Your tasks:
1. In the Healthpeak Properties Form 8-K below, list every rule named in the checkbox lines that follow "Check the appropriate box below." Give each with the act it falls under.
2. Turn the paragraph of the Healthpeak Properties Form 8-K that begins "On September 20, 2021, Healthpeak Properties, Inc." into a short bulleted list that keeps its main facts.

Given text:
*-*-*

WASHINGTON, D.C. 20549

 

 

 

FORM 8-K

 

 

 

CURRENT REPORT

Pursuant to Section 13 or 15(d)
of the Securities Exchange Act of 1934

Date of Report (Date of earliest event reported): September 20, 2021

 

Healthpeak Properties, Inc.

(Exact Name of Registrant as Specified in its Charter)

 

 

 

Maryland 001-08895 33-0091377

(State or other Jurisdiction
of Incorporation)

(Commission

File Number)

(I.R.S. Employer

Identification No.)

 

5050 South Syracuse Street, Suite 800

Denver, CO 80237

(Address of principal executive offices) (Zip Code)

 

(720) 428-5050

(Registrant’s telephone number, including area code)

 

N/A

(Former Name or Former Address, if Changed Since Last Report)

 

Check the appropriate box below if the Form 8-K filing is intended to simultaneously satisfy the filing obligation of the registrant under any of the following provisions:

 

¨ Written communications pursuant to Rule 425 under the Securities Act (17 CFR 230.425)

 

¨ Soliciting material pursuant to Rule 14a-12 under the Exchange Act (17 CFR 240.14a-12)

 

¨ Pre-commencement communications pursuant to Rule 14d-2(b) under the Exchange Act (17 CFR 240.14d-2(b))

 

¨ Pre-commencement communications pursuant to Rule 13e-4(c) under the Exchange Act (17 CFR 240.13e-4(c))

 

Securities registered pursuant to Section 12(b) of the Act:

 

Title of each class Trading symbol(s) Name of each exchange on which registered
Common stock, $1.00 par value PEAK New York Stock Exchange

 

Indicate by check mark whether the registrant is an emerging growth company as defined in Rule 405 of the Securities Act of 1933 (§230.405 of this chapter) or Rule 12b-2 of the Securities Exchange Act of 1934 (§240.12b-2 of this chapter).

 

Emerging growth company ¨

 

If an emerging growth company, indicate by check mark if the registrant has elected not to use the extended transition period for complying with any new or revised financial accounting standards provided pursuant to Section 13(a) of the Exchange Act. ¨

 

 

 

 

 

 

Item  1.01 Entry into a Material Definitive Agreement

 

On September 20, 2021, Healthpeak Properties, Inc., a Maryland corporation (the “Company”), entered into a Second Amended and Restated Credit Agreement (the “Amended Credit Agreement”), by and among the Company, as borrower, the lenders referred to therein, and Bank of America, N.A., as administrative agent. The Amended Credit Agreement provides for a $3.0 billion senior unsecured revolving credit facility (the “Revolving Facility”), replacing the Company’s prior $2.5 billion senior unsecured revolving credit facility.

*-*-*

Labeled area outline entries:
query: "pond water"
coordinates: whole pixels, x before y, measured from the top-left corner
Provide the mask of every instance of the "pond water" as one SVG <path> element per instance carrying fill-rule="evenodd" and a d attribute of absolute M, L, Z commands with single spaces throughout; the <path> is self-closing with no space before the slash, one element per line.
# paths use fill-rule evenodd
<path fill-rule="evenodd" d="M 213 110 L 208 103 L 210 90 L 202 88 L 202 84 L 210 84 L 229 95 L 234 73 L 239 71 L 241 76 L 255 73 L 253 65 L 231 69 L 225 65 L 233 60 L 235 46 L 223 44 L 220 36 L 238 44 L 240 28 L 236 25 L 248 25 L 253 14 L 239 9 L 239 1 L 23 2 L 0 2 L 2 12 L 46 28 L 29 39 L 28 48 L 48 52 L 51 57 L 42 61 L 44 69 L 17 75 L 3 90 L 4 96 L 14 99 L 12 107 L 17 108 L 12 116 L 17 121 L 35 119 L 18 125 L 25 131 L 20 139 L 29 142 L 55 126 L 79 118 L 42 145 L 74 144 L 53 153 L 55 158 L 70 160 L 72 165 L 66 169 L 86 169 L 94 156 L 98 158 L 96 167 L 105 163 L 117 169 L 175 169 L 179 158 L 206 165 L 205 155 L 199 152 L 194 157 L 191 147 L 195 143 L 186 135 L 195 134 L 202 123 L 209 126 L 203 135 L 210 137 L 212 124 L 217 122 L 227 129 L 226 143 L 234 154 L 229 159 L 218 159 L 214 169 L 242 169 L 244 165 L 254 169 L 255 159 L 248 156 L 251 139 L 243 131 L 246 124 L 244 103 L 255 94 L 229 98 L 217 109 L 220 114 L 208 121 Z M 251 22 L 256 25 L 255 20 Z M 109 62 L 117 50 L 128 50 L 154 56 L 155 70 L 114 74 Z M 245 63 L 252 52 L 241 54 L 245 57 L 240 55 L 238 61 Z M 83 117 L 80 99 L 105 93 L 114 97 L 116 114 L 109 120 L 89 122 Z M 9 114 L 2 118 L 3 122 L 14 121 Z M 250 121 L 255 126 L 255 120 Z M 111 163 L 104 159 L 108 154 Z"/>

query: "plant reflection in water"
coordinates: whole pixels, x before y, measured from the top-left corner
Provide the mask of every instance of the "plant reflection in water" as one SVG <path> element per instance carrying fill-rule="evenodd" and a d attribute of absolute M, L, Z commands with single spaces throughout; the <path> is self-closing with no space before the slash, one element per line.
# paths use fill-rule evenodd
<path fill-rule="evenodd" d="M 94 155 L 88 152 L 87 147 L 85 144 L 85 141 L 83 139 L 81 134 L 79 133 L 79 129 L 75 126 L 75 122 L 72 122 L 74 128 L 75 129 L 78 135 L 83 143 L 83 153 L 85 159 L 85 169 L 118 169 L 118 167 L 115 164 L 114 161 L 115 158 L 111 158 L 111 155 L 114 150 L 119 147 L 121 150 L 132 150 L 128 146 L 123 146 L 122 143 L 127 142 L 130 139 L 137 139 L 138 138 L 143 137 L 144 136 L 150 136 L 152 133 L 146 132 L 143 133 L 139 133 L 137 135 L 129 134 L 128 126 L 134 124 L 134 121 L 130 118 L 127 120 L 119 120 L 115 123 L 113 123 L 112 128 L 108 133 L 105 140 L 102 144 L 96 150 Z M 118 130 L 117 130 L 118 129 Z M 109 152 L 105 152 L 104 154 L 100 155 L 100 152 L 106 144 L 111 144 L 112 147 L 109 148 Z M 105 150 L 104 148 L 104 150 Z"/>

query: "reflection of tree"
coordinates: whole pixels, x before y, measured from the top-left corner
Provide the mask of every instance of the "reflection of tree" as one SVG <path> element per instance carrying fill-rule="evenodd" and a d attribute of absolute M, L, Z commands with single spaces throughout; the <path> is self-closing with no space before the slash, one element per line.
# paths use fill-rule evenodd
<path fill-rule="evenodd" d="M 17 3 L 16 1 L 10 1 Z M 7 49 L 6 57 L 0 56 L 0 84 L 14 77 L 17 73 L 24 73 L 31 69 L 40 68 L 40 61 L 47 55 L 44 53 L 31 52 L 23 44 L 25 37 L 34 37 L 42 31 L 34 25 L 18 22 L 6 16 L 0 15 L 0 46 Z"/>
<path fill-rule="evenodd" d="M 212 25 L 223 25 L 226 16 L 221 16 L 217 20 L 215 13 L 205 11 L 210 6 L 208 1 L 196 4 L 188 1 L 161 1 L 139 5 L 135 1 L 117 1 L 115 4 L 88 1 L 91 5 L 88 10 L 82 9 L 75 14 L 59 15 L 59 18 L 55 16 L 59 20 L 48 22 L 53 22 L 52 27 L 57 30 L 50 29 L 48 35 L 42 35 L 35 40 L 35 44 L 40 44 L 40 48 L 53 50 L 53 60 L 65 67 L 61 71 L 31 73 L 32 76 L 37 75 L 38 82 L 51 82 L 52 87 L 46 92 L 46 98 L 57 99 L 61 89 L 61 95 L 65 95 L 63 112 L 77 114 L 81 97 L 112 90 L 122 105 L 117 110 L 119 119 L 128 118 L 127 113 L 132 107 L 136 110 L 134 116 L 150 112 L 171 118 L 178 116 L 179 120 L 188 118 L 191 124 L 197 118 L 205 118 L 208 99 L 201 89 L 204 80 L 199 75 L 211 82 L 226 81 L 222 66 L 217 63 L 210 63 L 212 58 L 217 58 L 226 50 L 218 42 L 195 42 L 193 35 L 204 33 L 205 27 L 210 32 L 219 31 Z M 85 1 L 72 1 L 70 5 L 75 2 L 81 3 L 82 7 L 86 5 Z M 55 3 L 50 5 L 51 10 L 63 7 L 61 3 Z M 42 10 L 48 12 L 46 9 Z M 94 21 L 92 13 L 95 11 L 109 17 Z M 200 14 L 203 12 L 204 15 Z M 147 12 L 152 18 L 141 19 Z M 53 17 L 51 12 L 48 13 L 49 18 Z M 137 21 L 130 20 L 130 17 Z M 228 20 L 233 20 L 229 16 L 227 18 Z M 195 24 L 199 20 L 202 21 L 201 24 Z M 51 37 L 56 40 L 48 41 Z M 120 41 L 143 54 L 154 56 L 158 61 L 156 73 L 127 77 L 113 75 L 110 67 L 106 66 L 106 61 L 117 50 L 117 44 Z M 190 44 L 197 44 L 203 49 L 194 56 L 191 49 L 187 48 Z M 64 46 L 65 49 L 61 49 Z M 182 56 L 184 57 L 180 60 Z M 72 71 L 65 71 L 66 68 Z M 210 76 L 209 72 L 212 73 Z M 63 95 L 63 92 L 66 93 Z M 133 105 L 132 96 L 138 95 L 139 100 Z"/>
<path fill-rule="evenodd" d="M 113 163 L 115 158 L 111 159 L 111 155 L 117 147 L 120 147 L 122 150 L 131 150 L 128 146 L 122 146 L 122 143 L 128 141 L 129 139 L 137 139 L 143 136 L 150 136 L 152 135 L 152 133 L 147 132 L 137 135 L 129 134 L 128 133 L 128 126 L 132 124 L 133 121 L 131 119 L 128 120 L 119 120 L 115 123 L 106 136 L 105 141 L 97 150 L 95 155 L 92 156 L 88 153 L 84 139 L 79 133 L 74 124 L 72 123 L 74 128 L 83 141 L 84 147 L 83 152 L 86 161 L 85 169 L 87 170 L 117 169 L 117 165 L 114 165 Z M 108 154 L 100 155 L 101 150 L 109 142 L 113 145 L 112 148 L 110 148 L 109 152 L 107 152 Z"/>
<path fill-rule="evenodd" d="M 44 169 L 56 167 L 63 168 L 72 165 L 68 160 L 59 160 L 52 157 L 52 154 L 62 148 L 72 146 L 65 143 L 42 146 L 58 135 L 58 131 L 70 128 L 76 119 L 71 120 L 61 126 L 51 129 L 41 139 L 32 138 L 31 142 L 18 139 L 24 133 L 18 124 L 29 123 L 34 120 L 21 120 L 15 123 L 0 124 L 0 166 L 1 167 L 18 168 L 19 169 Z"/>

*-*-*

Task-by-task results:
1.
- Rule 425 under the Securities Act (17 CFR 230.425)
- Rule 14a-12 under the Exchange Act (17 CFR 240.14a-12)
- Rule 14d-2(b) under the Exchange Act (17 CFR 240.14d-2(b))
- Rule 13e-4(c) under the Exchange Act (17 CFR 240.13e-4(c))

2.
- Date: September 20, 2021
- Healthpeak Properties, Inc., a Maryland corporation, entered into a Second Amended and Restated Credit Agreement.
- Parties: the company as borrower, the lenders referred to in the agreement, and Bank of America, N.A. as administrative agent
- The agreement provides a $3.0 billion senior unsecured revolving credit facility.
- This facility replaces the company's prior $2.5 billion senior unsecured revolving credit facility.